- What needs to be done -
Report every line of the records below that includes the string "glacier".

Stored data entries
■ ■ ■

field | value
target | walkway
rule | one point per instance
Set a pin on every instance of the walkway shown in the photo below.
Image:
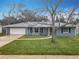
(7, 39)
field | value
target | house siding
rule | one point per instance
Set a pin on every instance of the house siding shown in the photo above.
(59, 33)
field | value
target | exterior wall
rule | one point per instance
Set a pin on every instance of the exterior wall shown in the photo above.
(45, 31)
(17, 31)
(59, 33)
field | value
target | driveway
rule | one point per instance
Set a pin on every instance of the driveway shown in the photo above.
(7, 39)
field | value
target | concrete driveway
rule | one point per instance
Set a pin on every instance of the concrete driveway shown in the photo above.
(7, 39)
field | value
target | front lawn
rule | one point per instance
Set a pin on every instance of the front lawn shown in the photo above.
(63, 46)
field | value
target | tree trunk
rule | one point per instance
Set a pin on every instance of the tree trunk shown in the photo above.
(53, 30)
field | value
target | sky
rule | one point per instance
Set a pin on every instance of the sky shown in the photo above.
(34, 4)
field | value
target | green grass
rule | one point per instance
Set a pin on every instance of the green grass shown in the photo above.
(63, 46)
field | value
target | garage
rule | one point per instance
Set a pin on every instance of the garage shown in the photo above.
(17, 31)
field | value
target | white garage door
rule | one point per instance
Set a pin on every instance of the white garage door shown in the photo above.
(17, 30)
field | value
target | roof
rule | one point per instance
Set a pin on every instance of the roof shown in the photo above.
(38, 24)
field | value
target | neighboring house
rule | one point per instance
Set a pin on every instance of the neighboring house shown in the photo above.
(40, 28)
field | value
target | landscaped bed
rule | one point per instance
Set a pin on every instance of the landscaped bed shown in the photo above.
(63, 46)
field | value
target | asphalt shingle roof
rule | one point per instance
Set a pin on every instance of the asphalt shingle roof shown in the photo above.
(37, 24)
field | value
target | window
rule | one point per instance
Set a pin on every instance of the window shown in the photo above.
(36, 30)
(66, 30)
(31, 29)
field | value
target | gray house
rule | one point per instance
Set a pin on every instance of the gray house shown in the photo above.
(40, 28)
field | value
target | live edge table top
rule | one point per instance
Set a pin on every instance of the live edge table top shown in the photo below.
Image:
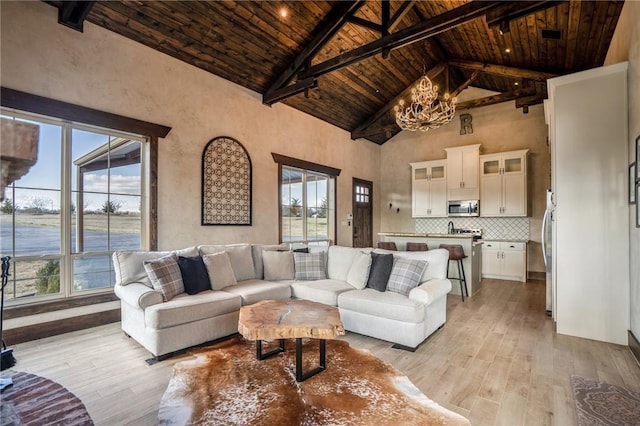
(286, 319)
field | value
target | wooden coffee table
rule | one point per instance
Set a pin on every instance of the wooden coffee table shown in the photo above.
(288, 319)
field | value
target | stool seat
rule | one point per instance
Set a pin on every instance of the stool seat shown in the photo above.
(387, 245)
(413, 246)
(456, 252)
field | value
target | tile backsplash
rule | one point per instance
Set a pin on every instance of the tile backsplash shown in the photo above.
(498, 228)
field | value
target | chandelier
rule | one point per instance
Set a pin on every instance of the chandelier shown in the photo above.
(426, 111)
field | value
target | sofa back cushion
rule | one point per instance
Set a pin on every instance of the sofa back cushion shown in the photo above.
(256, 250)
(437, 259)
(278, 265)
(128, 265)
(219, 269)
(340, 260)
(240, 256)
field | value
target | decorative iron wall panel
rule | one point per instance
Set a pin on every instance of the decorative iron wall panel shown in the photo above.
(226, 183)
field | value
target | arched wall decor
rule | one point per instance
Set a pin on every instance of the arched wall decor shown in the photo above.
(226, 183)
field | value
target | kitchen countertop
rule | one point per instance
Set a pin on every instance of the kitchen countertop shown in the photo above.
(425, 235)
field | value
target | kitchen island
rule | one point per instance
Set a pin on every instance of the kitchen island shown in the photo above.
(473, 249)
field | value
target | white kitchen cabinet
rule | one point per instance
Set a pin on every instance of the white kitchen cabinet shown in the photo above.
(503, 184)
(462, 172)
(504, 260)
(429, 188)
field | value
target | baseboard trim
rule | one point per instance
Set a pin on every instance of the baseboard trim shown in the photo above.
(65, 325)
(634, 345)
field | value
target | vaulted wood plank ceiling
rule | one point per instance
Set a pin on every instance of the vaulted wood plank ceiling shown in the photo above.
(306, 58)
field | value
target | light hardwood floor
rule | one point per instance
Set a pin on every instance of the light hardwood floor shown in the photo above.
(496, 361)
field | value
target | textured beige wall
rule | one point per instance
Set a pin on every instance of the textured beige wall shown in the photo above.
(102, 70)
(625, 46)
(497, 128)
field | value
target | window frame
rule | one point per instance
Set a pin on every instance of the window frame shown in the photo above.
(71, 116)
(306, 166)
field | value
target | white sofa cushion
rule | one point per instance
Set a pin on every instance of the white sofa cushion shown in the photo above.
(220, 271)
(165, 275)
(340, 261)
(386, 304)
(252, 291)
(437, 259)
(128, 265)
(184, 308)
(278, 265)
(240, 257)
(322, 291)
(256, 250)
(359, 271)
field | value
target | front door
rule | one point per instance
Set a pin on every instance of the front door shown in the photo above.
(362, 213)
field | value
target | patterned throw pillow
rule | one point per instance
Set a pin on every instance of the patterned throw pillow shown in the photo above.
(165, 276)
(309, 266)
(405, 275)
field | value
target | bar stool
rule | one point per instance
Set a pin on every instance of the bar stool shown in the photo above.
(387, 245)
(413, 246)
(456, 252)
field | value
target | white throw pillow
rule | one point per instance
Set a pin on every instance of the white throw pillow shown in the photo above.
(359, 271)
(220, 271)
(278, 265)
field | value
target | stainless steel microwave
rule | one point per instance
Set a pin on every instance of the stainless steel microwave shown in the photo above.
(464, 208)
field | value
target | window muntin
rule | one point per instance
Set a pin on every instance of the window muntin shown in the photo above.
(82, 200)
(307, 206)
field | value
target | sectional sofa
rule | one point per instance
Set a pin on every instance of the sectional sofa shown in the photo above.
(399, 297)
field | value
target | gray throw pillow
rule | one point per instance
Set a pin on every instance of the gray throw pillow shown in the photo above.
(405, 275)
(381, 265)
(309, 266)
(165, 276)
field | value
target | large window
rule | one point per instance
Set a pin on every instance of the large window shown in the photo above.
(307, 202)
(81, 200)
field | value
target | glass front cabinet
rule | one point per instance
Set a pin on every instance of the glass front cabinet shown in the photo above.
(503, 184)
(429, 188)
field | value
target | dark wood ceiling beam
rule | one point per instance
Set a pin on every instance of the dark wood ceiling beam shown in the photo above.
(73, 13)
(502, 70)
(290, 90)
(365, 23)
(509, 11)
(331, 25)
(455, 92)
(496, 99)
(400, 14)
(418, 32)
(361, 130)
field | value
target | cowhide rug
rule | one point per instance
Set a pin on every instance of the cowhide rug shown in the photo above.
(227, 385)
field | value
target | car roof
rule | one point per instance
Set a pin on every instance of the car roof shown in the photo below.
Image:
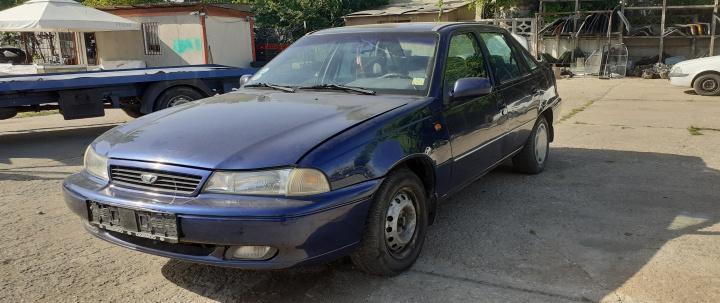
(405, 27)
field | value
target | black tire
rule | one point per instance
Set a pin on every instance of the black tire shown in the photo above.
(380, 253)
(531, 159)
(176, 96)
(707, 85)
(133, 112)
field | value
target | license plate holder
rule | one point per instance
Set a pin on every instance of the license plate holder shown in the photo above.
(153, 225)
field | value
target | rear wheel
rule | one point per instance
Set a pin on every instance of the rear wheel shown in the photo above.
(177, 96)
(396, 226)
(707, 85)
(532, 158)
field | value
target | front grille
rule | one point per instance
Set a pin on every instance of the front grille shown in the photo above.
(170, 182)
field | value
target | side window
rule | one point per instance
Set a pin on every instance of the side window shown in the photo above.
(529, 60)
(464, 60)
(502, 57)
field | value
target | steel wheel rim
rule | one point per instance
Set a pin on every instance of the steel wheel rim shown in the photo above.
(709, 85)
(177, 100)
(541, 143)
(400, 224)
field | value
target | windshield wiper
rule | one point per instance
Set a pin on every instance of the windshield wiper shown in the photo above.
(284, 88)
(340, 87)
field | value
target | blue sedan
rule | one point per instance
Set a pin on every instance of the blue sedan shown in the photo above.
(342, 145)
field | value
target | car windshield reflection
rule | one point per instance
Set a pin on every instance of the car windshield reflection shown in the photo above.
(386, 63)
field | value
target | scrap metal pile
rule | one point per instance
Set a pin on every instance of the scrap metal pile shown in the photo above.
(591, 24)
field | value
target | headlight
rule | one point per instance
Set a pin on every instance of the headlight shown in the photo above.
(283, 182)
(96, 164)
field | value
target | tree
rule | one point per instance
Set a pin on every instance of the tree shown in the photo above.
(291, 18)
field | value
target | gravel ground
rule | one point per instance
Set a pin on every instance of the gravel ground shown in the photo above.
(627, 210)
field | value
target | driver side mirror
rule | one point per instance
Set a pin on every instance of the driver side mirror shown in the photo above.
(472, 87)
(244, 79)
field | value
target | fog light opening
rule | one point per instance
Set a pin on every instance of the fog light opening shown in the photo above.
(257, 253)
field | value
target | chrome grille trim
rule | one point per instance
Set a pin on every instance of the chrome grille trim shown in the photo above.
(169, 182)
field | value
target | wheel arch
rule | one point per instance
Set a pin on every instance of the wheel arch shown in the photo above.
(707, 72)
(155, 90)
(421, 165)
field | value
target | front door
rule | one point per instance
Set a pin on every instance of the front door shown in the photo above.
(475, 125)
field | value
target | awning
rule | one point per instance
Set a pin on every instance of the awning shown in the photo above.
(61, 16)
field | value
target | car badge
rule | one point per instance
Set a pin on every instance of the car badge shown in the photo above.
(148, 178)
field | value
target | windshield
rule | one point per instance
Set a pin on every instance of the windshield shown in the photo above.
(391, 63)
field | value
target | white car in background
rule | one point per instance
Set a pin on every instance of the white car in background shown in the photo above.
(702, 74)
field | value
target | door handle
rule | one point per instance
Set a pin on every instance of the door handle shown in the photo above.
(502, 107)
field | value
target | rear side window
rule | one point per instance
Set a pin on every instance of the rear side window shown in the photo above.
(529, 60)
(505, 61)
(464, 59)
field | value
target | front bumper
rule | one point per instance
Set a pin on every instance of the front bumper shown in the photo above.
(305, 230)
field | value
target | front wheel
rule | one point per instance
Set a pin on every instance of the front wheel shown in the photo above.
(396, 226)
(533, 156)
(707, 85)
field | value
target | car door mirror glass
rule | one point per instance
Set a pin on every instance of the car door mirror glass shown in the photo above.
(244, 79)
(471, 87)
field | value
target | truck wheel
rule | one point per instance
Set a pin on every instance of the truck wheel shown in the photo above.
(707, 85)
(133, 112)
(176, 96)
(533, 156)
(396, 226)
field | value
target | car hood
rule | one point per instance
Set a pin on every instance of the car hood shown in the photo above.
(242, 130)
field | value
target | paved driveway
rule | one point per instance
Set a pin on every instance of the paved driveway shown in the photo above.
(628, 209)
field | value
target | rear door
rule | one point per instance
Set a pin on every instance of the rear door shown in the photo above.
(518, 85)
(476, 126)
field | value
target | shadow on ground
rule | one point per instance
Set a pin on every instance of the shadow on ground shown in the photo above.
(578, 231)
(48, 144)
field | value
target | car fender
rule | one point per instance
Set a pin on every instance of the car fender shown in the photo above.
(370, 150)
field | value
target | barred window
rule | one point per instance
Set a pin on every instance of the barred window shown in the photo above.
(151, 38)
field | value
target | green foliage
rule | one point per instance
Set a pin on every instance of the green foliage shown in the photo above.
(97, 3)
(289, 17)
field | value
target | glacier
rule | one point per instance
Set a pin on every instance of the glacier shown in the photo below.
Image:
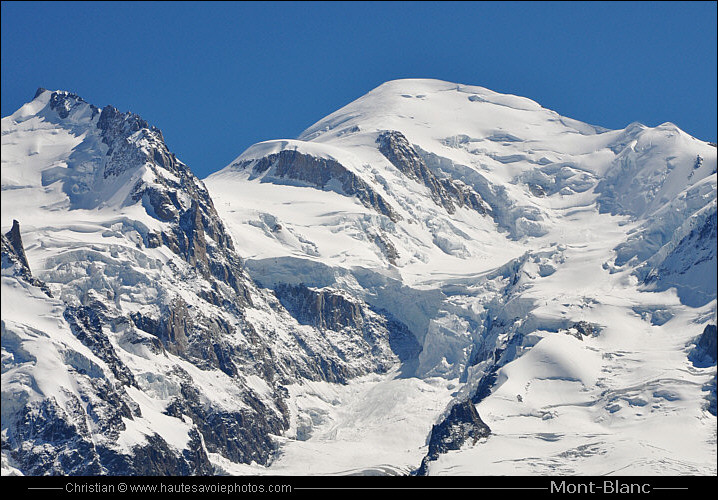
(435, 279)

■ ■ ■

- Solution below -
target | glacier
Set a pin on every instance of the glacier shown in the photo below.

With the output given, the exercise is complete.